> Dataset records:
>>

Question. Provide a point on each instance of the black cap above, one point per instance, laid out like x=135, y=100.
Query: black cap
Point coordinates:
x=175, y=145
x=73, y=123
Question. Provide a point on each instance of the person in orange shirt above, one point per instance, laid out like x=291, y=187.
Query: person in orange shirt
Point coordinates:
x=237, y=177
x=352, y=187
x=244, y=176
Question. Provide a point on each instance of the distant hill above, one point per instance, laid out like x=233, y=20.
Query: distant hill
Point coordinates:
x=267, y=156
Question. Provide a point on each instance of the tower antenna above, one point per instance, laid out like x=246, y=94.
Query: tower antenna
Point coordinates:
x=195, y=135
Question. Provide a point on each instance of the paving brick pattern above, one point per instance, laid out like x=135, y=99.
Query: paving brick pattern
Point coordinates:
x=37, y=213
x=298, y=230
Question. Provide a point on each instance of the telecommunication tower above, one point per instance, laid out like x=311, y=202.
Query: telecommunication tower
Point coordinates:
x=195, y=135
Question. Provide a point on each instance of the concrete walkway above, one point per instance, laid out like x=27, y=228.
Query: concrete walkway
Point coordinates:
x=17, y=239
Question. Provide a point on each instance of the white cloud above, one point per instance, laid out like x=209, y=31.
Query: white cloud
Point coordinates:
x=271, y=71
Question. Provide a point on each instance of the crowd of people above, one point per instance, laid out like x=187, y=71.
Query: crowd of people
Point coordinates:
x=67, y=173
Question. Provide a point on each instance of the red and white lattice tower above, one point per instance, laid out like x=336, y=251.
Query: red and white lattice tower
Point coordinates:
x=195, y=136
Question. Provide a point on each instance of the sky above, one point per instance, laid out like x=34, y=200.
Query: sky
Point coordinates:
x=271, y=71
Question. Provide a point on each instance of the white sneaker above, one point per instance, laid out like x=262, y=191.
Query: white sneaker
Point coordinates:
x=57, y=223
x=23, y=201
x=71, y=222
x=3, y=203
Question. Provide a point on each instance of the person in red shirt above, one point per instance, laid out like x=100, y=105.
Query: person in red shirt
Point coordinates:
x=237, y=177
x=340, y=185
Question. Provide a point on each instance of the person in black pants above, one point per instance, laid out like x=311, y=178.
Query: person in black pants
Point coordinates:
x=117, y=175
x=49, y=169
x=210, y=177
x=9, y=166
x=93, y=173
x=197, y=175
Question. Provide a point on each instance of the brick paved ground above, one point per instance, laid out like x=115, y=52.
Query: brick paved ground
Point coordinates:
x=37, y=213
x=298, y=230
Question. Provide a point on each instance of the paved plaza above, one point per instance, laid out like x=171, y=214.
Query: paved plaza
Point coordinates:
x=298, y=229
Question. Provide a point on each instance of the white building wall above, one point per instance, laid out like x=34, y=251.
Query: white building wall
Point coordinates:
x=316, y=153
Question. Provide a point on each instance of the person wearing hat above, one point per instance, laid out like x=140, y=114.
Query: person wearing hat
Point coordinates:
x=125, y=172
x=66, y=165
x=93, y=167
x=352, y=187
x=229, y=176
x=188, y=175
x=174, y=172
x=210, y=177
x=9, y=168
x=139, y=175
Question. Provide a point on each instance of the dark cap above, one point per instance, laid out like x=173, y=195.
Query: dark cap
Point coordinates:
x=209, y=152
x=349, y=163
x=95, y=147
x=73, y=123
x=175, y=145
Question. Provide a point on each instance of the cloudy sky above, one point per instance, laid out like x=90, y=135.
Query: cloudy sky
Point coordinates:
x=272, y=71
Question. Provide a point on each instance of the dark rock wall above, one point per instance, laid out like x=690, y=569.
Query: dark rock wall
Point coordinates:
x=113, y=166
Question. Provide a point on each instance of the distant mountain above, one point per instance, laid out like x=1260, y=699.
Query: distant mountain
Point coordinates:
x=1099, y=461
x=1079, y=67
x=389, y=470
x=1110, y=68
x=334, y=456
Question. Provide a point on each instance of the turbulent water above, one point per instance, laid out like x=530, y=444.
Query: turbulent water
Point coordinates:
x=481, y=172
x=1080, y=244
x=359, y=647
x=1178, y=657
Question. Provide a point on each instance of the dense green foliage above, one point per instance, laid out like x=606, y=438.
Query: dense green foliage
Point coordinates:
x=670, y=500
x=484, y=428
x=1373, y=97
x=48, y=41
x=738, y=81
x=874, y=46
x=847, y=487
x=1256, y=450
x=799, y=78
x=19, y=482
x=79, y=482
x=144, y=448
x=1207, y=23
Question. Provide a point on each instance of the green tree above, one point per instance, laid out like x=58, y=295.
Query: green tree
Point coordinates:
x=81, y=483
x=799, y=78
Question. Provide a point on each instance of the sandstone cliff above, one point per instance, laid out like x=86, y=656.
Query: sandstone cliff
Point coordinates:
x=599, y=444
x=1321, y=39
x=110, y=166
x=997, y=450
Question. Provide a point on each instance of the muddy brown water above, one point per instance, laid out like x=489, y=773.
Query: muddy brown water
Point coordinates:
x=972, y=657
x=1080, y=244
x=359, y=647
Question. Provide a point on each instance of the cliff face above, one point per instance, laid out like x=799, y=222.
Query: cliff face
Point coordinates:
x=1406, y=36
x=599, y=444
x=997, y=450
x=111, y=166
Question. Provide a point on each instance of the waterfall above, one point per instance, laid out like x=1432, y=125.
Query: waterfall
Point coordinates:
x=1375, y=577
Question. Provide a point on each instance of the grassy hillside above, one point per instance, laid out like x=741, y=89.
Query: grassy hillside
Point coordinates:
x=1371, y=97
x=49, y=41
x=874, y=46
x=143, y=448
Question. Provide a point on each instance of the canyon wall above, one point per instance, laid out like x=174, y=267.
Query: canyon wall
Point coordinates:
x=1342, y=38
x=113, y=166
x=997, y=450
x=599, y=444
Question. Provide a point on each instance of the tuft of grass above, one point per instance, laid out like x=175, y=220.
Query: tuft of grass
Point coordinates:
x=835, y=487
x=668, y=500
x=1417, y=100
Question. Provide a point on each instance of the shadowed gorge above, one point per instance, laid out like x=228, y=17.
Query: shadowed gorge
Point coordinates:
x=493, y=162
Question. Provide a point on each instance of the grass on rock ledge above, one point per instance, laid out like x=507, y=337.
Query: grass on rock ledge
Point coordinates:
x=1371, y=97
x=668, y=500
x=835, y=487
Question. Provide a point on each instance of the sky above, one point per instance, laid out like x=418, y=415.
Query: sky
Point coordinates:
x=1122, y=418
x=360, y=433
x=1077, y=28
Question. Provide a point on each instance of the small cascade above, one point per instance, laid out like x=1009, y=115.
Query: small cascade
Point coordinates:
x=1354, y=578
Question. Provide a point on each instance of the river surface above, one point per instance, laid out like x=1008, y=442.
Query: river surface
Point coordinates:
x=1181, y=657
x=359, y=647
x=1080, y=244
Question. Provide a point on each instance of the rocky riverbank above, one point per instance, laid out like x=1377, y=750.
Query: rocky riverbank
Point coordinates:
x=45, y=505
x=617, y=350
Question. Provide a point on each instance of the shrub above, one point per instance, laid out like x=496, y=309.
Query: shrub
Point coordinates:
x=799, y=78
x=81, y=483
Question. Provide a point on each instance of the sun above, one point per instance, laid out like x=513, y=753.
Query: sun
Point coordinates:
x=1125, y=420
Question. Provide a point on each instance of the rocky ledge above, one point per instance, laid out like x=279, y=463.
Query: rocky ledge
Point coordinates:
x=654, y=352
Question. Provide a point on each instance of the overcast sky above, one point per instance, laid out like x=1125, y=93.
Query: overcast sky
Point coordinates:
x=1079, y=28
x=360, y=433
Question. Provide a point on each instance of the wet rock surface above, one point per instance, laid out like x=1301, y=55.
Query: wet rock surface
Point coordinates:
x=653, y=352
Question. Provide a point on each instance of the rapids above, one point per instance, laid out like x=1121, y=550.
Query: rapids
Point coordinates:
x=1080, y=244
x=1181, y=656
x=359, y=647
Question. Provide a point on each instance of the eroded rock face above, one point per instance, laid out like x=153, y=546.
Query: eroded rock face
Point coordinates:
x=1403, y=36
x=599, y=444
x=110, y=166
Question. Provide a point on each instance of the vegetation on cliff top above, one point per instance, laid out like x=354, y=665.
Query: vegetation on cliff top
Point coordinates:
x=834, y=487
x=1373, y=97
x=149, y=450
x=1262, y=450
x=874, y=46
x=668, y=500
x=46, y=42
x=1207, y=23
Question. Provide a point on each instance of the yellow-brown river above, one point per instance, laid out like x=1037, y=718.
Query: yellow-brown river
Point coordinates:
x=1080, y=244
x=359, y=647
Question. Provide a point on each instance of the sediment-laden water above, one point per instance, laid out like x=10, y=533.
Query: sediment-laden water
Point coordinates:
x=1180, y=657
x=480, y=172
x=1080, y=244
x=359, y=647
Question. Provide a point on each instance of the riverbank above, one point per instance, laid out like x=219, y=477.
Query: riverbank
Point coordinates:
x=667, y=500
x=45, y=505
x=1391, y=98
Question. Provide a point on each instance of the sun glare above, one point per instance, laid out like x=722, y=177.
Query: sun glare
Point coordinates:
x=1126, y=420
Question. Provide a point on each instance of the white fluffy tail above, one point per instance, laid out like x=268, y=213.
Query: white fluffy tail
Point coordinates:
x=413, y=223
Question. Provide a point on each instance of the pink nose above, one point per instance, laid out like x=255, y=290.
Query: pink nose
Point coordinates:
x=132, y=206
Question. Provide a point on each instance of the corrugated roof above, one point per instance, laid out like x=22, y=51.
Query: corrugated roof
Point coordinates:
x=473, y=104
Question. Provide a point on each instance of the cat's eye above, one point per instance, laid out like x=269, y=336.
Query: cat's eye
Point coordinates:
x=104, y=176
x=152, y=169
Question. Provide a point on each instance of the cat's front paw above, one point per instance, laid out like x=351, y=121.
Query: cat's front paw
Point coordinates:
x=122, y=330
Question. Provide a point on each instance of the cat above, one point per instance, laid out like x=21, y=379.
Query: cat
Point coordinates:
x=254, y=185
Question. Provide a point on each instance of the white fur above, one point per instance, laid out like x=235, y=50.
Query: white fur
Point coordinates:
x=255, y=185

<<

> Required work:
In the listing, how many lines include the string "eroded"? State the number alone.

> Answer to this exercise:
2